» **GIVEN REQUEST**
Recast the lines of every item below as a numbered list, leaving out any blank lines.
____
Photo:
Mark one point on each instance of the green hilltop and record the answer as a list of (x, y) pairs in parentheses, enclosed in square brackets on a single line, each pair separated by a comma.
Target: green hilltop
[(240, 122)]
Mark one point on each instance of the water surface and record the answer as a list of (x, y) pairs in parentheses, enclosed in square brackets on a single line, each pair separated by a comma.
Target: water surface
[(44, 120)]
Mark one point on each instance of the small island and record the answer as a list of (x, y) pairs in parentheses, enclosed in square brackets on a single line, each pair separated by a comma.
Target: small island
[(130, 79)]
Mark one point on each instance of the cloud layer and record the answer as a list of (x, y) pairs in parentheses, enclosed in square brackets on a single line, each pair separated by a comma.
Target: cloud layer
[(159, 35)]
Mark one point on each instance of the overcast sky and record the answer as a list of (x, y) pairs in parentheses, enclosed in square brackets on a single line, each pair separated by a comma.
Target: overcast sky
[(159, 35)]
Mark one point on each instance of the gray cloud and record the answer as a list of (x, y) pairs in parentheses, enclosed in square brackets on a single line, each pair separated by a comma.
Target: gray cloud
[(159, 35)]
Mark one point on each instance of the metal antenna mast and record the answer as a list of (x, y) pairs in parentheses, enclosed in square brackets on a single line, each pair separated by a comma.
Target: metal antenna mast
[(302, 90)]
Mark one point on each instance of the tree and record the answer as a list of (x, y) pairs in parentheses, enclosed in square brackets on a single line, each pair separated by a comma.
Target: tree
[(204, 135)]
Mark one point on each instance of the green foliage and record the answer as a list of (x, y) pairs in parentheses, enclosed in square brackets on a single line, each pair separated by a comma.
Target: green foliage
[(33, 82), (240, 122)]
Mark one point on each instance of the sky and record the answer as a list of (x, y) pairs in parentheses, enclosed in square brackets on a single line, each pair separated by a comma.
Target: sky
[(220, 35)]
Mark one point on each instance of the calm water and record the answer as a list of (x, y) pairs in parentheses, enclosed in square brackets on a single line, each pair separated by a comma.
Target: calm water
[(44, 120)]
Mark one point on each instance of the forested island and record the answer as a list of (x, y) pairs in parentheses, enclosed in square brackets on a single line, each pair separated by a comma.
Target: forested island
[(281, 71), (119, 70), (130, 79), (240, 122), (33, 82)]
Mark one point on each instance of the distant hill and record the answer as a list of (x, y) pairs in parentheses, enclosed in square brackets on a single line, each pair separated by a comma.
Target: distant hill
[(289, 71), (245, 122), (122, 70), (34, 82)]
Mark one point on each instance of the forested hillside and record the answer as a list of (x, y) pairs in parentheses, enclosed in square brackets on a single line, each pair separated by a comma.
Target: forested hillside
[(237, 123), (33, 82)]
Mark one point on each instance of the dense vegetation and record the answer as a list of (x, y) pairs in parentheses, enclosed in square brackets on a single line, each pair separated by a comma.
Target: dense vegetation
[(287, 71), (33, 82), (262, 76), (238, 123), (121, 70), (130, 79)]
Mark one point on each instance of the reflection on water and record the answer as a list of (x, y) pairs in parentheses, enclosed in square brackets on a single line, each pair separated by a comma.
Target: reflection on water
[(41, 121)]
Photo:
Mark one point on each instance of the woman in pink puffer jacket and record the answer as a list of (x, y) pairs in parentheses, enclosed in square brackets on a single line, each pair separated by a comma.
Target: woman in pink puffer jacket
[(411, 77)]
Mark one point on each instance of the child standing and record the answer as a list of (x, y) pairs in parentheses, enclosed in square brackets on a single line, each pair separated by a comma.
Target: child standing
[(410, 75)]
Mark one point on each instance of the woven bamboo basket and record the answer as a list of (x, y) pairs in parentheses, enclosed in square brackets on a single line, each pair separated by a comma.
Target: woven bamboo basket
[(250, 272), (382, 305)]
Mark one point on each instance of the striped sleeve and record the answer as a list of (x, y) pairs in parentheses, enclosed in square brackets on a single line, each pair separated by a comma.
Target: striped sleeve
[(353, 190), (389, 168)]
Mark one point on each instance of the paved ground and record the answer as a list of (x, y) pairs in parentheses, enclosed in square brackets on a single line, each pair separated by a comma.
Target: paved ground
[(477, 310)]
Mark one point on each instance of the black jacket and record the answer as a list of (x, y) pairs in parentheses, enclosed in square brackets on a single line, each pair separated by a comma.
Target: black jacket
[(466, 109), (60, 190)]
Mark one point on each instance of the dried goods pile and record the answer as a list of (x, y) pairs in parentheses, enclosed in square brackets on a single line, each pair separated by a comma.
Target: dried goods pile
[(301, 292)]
____
» **RESPONSE FOR THIS EXERCISE**
1. Photo:
2. Mark one point on each instance of the green hilltop and record the answer as a list of (x, y) pairs in parentheses, enclosed in square brackets on a single line, each pair separated by a comma.
3. Target: green hilltop
4. [(240, 122)]
5. Mark one point on each instance of the water surface and record the answer as a list of (x, y) pairs in parentheses, enclosed in square brackets on a single line, each pair separated by a comma.
6. Target: water surface
7. [(44, 120)]
8. Mark one point on each instance of the small island and record the answer as a list of (x, y) pairs in parentheses, enclosed in square brackets on a single line, each pair separated by a comma.
9. Target: small island
10. [(130, 79)]
11. Mark one point on each instance of the cloud layer and record the answer as a list of (x, y) pairs in parentheses, enclosed in square brackets on a single line, each pair separated by a comma.
12. Target: cloud layer
13. [(159, 35)]
14. Mark one point on each instance of the overcast sky and record the answer as a list of (x, y) pairs in parentheses, enclosed in square brackets on a single line, each pair separated by a comma.
15. Target: overcast sky
16. [(159, 35)]
17. Mark one point on each instance of the gray cloud and record the answer as a list of (x, y) pairs in parentheses, enclosed in square brackets on a single line, each pair separated by a comma.
18. Target: gray cloud
19. [(159, 35)]
20. Mark one point on each instance of the metal antenna mast and record the answer as a list of (x, y) pairs in parentheses, enclosed in square brackets on a single line, each pair separated by a comma.
21. Target: metal antenna mast
22. [(302, 90)]
23. Mark one point on each instance of the tree and record the answer as a list of (x, y) pairs in parentheses, enclosed in square brackets on a single line, each pair separated by a comma.
24. Target: tree
25. [(204, 135)]
26. Mark one point on each instance of the green foliage and record the answer as a list of (x, y) pairs in parentheses, enclosed in square brackets on a single line, each pair separated by a comma.
27. Target: green foliage
28. [(33, 82), (240, 122)]
29. Mark one point on each instance of the sky and record the answer as a list of (x, y) pairs in parentheses, enclosed in square brackets on a single line, each pair separated by a comma.
30. Target: sky
31. [(220, 35)]
32. Mark one point on each instance of the calm water and record the answer as a list of (x, y) pairs in parentheses, enclosed in square brackets on a single line, each pair separated by a comma.
33. Target: calm water
34. [(44, 120)]
35. Mark one point on each instance of the forested island and record the answer as a list of (x, y) pairs in parentheses, enclosed in square brackets on a single line, each pair separated by a comma.
36. Target: forested island
37. [(281, 71), (119, 70), (130, 79), (240, 122), (33, 82)]
38. Mark one point on each instance of the distant hill and record the answer as a list of (x, y) pairs in parentheses, enclosed in square brackets on a single line, each pair separated by a comma.
39. Target: distant hill
40. [(289, 71), (245, 122), (122, 70), (34, 82)]
41. Mark one point on each instance of the forested hillside and record the answer as a list of (x, y) pairs in parentheses, enclosed in square brackets on a single line, each pair separated by a comma.
42. Target: forested hillside
43. [(237, 123), (33, 82)]
44. Mark one point on each instance of the dense vegetation and record the answer as a list of (x, y) pairs in parentheses, enclosed in square brackets on a single line, each pair separated by a comma.
45. Target: dense vegetation
46. [(287, 71), (33, 82), (262, 76), (238, 123), (121, 70), (130, 79)]
47. Mark one point on each instance of the reflection on water and record the answer as a list of (x, y) pairs in parentheses, enclosed in square brackets on a single line, each pair separated by a comma.
48. Target: reflection on water
49. [(41, 121)]
50. Photo:
51. Mark one point on each instance of the woman in pink puffer jacket and record the answer as a list of (x, y) pairs in parentheses, enclosed in square brackets on a single line, each pair separated by a comma.
52. Target: woman in pink puffer jacket
53. [(411, 77)]
54. Mark one point on each instance of the child standing and record the answer as a list of (x, y) pairs in parentheses, enclosed in square brackets on a single line, each pair separated by a comma.
55. Target: child standing
56. [(410, 75)]
57. Mark one point on each instance of the woven bamboo basket and record the answer as a list of (x, y) pairs in parentheses, enclosed in square brackets on a single line, each pair separated by a comma.
58. Target: woven bamboo basket
59. [(250, 272), (382, 305)]
60. Mark one point on each instance of the striped sleeve and record the answer as a list of (x, y) pairs in parentheses, enclosed in square brackets on a single line, each pair separated by a comma.
61. Target: striped sleeve
62. [(353, 190), (389, 168)]
63. Mark one point on each instance of the paved ground and record the answer as a list of (x, y) pairs in parentheses, enclosed in square brackets on a single line, each pair separated by a comma.
64. Target: paved ground
65. [(477, 310)]
66. Mark one point on each instance of the black jacket and record the answer as a list of (x, y) pairs in parentheses, enclosed in square brackets on a single line, each pair separated by a comma.
67. Target: black jacket
68. [(466, 109), (60, 190)]
69. Mark one point on each instance of the dried goods pile and record the answer as a list of (x, y) pairs in parentheses, enclosed in square brackets on a single line, each pair separated by a comma.
70. Target: dried goods pile
71. [(301, 292)]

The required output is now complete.